Extracted text:
- Opening Delimiter -

[thedoc]

Natalie Yelovick asked the Naked Scientists:
   
My name is Natalie Yelovick. I am the third year student of the Chemistry Faculty of Moscow State University.

I've been listening to TNS podcasts since 2008 and it still does really helps me to relax and fill brains with useful stuff one at the same time. So there is a BIG-BIG "THANK YOU!" to all of you making such a great project. Keep it up!

Now there is one question I hope you can help me with.

Recently, together with my friend, we found the scientific report about
bacteria-killing "ninja polymers" (http://www.gizmag.com/ibm-ninja-polymers/23199/).

This is amaizing how simple the solution to a big problem can be.

But the thing we can't understand is how does the polymer "searches"
bad bacteria? Does it's potential differs dramatically compared to normall cells?

There is unfortunately no references to scientific articles and even
no names in the report. If it does not bother you could you please help us to find some information on related articles.

- Closing Delimiter -

Entries supplied:
- Opening Delimiter -

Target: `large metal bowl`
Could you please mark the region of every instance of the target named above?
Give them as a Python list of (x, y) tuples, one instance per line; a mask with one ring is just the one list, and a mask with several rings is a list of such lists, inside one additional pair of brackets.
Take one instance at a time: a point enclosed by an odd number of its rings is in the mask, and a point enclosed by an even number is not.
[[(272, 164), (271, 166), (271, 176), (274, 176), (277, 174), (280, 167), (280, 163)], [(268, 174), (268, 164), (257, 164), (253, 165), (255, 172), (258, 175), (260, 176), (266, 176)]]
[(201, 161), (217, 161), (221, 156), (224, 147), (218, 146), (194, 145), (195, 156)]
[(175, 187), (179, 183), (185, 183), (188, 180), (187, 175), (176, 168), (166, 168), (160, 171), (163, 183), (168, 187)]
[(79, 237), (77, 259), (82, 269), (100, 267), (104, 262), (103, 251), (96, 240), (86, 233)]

- Closing Delimiter -

Things to do:
1/ From the listener's question about ninja polymers, quote word for word the stretch that opens at the words "Natalie Yelovick asked" and stops after "Keep it up!".
2/ In the listener's question about ninja polymers, since what year has the writer been listening to TNS podcasts?

Solutions to the problems:
1/
Natalie Yelovick asked the Naked Scientists:
   
My name is Natalie Yelovick. I am the third year student of the Chemistry Faculty of Moscow State University.

I've been listening to TNS podcasts since 2008 and it still does really helps me to relax and fill brains with useful stuff one at the same time. So there is a BIG-BIG "THANK YOU!" to all of you making such a great project. Keep it up!

2/ Since 2008.